TRAVAIL DEMANDÉ:
Recopiez fidèlement le passage du texte sur la biodiversité et les entreprises, en commençant par « On espère pouvoir élaborer une version de l’Accord de Paris pour » et en poursuivant jusqu'à « du secteur privé. ».

======== TEXTE CHOISI

Quel est le lien avec le monde des affaires ?

On espère pouvoir élaborer une version de l’Accord de Paris, l’accord mondial sur le changement climatique, pour la biodiversité.

On espère pouvoir élaborer une version de l’Accord de Paris pour la biodiversité.

Quand on pense à l’Accord de Paris et à la dynamique qu’il a fait naître dans le monde des affaires, et notamment dans le secteur financier, c’est l’une des seules fois qu’un accord signé sous l’égide des Nations Unies a suscité autant d’intérêt auprès du secteur privé.

Alors que nous espérions que 2020 serait le moment de Paris pour la nature, la Covid a engendré quelques retards. Mais nous aimerions constater quelques avancées en la matière. Cela signifie que nous pourrons commencer à parler des ambitions en faveur de la nature d’ici 2030.

Vous pouvez aussi, dans une certaine mesure, comparer la nature au climat, en termes de risques physiques et de transition. Les entreprises devront gérer leurs risques de biodiversité de la même manière.

Pourquoi est-il important pour les investisseurs de prendre le capital naturel en considération dans leurs processus ? Comment mesurer l’importance financière de la perte de biodiversité pour les entreprises et les investisseurs ?

Les investisseurs doivent assimiler le capital naturel à une infrastructure. Cette dernière fournit un spectre complet de services et de systèmes nécessaires pour faire tourner une entreprise, dont les clients ont besoin pour prospérer.

Sans cette infrastructure ou ressource, vous n’auriez sûrement pas une entreprise ou vous seriez obligé de changer la manière dont vous la dirigez. Les entreprises doivent gérer leur accès aux matières premières afin de pouvoir continuer à fonctionner.

================
======== DONNÉES EXTRAITES

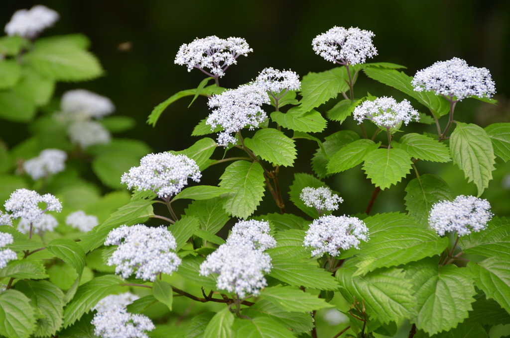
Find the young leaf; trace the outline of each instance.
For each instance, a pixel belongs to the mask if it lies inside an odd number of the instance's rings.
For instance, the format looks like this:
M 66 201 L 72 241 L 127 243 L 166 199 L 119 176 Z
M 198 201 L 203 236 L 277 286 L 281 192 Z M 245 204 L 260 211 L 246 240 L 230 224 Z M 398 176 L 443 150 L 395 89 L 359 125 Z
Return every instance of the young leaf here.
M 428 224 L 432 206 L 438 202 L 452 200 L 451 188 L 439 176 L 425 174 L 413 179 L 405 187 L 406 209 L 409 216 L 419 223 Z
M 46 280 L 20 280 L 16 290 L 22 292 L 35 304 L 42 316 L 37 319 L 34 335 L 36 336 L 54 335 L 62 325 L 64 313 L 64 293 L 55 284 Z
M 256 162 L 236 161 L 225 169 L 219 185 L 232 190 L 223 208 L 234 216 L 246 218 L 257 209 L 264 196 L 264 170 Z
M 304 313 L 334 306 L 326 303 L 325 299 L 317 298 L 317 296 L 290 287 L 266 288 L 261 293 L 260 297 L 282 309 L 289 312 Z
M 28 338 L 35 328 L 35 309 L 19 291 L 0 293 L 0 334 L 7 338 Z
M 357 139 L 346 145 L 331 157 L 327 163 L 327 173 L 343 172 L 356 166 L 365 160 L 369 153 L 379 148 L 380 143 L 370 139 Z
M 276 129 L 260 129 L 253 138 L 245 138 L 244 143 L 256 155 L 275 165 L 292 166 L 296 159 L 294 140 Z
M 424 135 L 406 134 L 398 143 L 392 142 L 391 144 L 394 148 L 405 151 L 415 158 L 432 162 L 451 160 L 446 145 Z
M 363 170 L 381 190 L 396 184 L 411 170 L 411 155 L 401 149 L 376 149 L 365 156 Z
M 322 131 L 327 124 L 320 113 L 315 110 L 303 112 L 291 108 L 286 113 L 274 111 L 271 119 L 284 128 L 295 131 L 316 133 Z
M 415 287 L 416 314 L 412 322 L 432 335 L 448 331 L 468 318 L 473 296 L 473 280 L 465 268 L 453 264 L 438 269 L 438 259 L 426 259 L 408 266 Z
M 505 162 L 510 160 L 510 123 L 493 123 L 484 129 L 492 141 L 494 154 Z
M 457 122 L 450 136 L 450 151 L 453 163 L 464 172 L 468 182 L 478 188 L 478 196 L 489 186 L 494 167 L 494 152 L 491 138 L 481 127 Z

================

SOLUTION PROPOSÉE:
On espère pouvoir élaborer une version de l’Accord de Paris pour la biodiversité.

Quand on pense à l’Accord de Paris et à la dynamique qu’il a fait naître dans le monde des affaires, et notamment dans le secteur financier, c’est l’une des seules fois qu’un accord signé sous l’égide des Nations Unies a suscité autant d’intérêt auprès du secteur privé.